• YOUR GOAL:
The stretch wanted below opens at the line containing "column 364, row 208" and closes at the line containing "column 94, row 2". Please return it exactly, with no other lines.

(Stored records)
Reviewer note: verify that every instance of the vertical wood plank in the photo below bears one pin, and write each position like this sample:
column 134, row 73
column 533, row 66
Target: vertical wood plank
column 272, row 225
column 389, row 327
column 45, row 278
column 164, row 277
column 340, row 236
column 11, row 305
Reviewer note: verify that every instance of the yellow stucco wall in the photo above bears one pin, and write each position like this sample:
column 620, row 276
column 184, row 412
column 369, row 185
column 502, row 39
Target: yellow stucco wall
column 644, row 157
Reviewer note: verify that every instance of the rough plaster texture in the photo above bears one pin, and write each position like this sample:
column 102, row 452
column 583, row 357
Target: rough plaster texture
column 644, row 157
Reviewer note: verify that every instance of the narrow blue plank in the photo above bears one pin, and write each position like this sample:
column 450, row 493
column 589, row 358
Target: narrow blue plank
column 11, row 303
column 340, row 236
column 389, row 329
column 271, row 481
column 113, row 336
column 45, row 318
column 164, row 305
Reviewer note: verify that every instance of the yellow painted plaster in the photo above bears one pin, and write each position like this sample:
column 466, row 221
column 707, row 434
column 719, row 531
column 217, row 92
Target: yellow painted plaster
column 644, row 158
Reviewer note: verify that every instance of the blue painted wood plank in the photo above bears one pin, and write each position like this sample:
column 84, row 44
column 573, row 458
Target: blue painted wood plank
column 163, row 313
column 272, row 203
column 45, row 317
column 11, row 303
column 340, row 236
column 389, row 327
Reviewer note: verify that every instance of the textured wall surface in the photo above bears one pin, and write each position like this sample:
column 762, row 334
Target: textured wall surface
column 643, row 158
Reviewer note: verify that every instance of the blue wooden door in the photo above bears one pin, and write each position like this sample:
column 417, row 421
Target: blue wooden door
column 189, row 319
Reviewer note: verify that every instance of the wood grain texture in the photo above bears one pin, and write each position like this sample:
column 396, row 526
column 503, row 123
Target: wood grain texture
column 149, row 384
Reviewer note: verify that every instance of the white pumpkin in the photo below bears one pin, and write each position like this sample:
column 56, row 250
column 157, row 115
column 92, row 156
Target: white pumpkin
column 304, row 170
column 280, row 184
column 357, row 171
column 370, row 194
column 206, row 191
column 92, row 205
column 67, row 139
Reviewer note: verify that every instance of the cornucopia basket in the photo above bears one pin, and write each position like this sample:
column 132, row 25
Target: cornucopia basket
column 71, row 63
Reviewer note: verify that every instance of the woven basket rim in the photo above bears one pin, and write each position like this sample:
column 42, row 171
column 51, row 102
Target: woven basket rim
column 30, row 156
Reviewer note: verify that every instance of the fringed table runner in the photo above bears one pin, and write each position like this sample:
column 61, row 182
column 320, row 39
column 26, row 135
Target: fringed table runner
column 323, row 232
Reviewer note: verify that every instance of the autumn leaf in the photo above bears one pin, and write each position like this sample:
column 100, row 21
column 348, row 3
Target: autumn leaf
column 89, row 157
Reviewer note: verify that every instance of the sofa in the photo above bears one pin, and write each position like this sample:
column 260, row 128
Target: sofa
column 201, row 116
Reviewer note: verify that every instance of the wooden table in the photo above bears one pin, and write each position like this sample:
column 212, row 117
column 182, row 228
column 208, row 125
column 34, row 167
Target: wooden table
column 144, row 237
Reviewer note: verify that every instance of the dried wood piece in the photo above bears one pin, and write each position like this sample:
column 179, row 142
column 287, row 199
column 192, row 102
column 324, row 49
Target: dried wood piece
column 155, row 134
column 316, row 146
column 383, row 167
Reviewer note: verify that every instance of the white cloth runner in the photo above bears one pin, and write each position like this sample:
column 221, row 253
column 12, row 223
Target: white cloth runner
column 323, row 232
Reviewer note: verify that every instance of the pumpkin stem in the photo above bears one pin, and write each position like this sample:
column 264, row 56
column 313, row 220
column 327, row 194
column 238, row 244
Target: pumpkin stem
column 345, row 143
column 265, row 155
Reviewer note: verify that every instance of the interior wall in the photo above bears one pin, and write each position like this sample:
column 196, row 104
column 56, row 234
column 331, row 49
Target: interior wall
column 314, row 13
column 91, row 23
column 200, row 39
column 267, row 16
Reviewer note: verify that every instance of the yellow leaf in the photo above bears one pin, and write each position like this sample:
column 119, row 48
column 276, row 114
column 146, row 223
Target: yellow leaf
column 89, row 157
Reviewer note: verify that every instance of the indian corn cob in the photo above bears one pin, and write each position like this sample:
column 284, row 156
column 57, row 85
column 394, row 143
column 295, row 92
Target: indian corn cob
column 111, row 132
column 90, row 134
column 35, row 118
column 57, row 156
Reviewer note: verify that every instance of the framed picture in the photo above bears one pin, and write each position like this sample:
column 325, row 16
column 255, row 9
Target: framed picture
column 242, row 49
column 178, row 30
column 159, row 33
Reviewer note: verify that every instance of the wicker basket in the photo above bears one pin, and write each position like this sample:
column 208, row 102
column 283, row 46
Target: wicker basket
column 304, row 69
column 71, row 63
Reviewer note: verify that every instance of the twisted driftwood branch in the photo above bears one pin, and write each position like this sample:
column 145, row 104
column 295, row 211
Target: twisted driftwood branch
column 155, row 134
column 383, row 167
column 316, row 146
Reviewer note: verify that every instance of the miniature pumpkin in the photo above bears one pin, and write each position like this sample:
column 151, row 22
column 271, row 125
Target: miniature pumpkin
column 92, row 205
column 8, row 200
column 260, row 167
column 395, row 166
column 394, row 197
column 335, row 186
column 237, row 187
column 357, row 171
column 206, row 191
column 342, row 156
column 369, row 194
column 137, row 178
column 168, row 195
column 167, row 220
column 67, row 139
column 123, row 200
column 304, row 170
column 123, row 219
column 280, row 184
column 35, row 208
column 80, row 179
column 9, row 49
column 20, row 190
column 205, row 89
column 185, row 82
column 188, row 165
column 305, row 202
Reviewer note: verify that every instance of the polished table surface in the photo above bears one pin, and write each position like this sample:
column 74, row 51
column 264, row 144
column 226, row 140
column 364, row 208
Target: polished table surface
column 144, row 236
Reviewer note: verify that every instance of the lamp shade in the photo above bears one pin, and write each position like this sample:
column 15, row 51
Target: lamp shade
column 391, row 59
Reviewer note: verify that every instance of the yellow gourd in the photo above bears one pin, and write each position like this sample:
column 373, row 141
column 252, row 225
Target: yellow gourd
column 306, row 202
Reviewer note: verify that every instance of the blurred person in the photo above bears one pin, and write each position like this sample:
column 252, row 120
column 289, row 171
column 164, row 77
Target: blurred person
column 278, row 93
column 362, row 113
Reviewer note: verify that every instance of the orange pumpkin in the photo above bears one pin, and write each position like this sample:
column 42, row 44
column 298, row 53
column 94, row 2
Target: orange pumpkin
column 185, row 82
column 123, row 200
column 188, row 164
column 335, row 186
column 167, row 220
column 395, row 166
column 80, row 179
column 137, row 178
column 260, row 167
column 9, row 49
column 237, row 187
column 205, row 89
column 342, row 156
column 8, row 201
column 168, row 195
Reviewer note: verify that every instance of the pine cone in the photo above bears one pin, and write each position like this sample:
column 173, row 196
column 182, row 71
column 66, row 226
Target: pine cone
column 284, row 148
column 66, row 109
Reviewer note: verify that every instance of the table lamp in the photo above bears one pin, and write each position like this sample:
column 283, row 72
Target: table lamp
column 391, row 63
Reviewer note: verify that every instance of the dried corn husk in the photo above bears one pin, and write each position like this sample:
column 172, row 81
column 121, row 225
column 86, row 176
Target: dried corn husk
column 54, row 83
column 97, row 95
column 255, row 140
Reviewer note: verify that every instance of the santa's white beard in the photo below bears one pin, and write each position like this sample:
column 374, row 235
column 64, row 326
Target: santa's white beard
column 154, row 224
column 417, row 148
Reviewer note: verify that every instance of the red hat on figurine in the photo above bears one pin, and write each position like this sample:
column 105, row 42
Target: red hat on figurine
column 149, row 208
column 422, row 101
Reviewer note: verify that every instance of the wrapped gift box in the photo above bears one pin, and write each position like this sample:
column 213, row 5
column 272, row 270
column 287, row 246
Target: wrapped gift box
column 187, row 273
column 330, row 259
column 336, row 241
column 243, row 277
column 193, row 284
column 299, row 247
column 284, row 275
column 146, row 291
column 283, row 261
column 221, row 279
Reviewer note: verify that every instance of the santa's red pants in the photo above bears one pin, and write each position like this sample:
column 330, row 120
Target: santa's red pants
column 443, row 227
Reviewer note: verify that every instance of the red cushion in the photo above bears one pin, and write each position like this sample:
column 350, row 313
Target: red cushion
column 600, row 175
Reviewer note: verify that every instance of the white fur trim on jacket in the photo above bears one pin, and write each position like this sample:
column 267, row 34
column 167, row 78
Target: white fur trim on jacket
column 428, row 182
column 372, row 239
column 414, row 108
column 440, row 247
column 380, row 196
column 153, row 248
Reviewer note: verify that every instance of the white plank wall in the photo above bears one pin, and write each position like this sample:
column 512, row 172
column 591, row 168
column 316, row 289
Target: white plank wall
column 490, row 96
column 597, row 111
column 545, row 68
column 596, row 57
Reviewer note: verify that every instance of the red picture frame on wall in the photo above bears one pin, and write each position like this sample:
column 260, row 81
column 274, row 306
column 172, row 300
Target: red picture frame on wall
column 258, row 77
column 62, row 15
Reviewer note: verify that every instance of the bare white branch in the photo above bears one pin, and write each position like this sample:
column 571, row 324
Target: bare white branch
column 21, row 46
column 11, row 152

• SOLUTION FOR THIS EXERCISE:
column 364, row 208
Target: polished table surface
column 144, row 236
Reviewer note: verify that every instance of the lamp shade in the photo above bears one pin, and write each position like this sample:
column 15, row 51
Target: lamp shade
column 391, row 59
Reviewer note: verify that every instance of the yellow gourd in the photo above bears one pin, and write each position like this sample:
column 373, row 141
column 252, row 225
Target: yellow gourd
column 306, row 202
Reviewer note: verify that every instance of the blurred person in the photo above bears one pin, and write each position like this sample:
column 252, row 120
column 289, row 171
column 164, row 77
Target: blurred person
column 278, row 93
column 362, row 113
Reviewer note: verify that every instance of the orange pumpkin in the photo above bears one pin, and write each position like this sample:
column 42, row 44
column 298, row 53
column 94, row 2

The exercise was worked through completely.